- Page extract:
# london coffee shop knowledge required



## bubbajvegas (Jan 26, 2013)

im off down to the smoke for a weekend tomorrow with the missus sightseeing and afternoon teaing at claridges,i know where all the usual suspects are coffee shop wise but as we are early rises does anyone know any decent cafes that open before the usual 9.30-10am standard,were stopping in W1S round the corner from claridges ,

thanks


----------



## jeebsy (May 5, 2013)

http://www.workshopcoffee.com/stores

They open pretty early and aren't a million miles away from Claridges - just a bit east. Really good shop. There's also Kaffeine and Speakeasy in the west end too.


----------



## coffeechap (Apr 5, 2012)

Wow that's almost a proper holiday from where you are, like going to France for me


----------



## bubbajvegas (Jan 26, 2013)

haha,yeah,got me passport for when i pass the border at watford gap


----------



## rmcgandara (Feb 12, 2013)

I am also going to be in london this weekend. I'm planning a visit to The attendant, and to Department of Coffee and Social affairs


----------



## jeebsy (May 5, 2013)

- Image outline annotation entries:
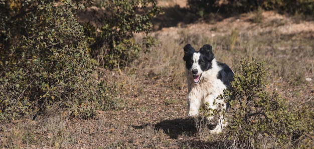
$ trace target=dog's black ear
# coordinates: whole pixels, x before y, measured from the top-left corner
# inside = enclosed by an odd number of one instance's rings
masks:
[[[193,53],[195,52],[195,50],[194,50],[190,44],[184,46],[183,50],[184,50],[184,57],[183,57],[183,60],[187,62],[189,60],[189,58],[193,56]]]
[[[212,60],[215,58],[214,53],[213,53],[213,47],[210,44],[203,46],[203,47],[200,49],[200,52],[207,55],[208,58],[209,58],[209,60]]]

==

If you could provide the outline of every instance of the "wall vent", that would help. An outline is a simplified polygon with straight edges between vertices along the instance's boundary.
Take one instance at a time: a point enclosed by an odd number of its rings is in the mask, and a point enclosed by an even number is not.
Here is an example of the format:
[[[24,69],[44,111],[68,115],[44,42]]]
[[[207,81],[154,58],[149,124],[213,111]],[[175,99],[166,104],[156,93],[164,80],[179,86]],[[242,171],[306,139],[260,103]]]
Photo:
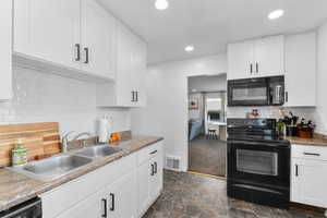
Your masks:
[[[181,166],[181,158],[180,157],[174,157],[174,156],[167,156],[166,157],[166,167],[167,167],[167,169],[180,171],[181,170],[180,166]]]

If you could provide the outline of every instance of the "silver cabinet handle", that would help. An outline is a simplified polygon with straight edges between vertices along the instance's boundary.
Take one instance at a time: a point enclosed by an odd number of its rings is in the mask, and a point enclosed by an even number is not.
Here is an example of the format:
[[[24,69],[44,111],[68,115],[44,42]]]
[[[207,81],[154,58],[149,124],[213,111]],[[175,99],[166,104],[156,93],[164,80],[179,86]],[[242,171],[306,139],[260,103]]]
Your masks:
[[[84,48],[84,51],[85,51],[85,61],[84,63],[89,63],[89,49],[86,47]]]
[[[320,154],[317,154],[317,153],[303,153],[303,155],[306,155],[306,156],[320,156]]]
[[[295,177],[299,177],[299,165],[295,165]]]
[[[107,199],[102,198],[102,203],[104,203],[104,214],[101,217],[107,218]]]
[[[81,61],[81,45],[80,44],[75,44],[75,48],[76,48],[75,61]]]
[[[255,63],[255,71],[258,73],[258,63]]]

...

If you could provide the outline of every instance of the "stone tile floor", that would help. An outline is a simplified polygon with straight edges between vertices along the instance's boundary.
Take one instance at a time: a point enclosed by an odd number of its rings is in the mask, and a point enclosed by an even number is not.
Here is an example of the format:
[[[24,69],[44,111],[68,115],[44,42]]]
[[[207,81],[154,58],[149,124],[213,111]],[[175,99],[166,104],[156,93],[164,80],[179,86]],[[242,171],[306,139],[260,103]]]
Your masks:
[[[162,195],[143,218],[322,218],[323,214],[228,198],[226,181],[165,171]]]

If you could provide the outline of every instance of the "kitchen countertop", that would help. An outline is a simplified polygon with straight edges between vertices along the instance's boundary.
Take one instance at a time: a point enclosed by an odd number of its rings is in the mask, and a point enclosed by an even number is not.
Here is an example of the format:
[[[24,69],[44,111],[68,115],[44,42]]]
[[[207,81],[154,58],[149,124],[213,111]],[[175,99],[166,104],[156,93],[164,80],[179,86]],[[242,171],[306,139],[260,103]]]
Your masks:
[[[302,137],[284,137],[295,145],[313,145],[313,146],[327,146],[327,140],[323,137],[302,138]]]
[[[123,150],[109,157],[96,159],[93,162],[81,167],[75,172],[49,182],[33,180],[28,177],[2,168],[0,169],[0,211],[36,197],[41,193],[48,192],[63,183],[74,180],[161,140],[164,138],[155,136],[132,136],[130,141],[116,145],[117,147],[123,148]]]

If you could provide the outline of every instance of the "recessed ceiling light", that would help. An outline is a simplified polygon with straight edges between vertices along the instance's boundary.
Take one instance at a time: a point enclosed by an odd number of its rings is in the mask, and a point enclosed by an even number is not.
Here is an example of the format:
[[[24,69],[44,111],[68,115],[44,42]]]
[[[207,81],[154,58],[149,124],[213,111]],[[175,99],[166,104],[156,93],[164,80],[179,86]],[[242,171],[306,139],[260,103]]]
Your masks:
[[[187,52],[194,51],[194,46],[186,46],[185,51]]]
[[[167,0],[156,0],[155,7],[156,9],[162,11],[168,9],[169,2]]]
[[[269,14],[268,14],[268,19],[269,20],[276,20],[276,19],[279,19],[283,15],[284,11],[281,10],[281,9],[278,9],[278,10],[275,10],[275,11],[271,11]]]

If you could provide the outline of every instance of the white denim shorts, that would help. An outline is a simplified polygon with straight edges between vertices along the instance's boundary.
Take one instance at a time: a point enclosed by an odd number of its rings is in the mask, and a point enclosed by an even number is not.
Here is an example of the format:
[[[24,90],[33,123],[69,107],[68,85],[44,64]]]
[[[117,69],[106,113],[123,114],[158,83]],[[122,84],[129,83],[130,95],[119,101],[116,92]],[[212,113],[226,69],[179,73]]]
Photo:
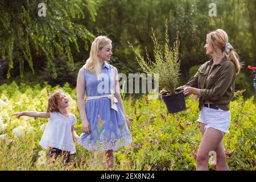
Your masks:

- Problem statement: List each distinct username that posts in the London coffee shop thread. Rely only on the thread to answer.

- Correct result: bubbajvegas, jeebsy, coffeechap, rmcgandara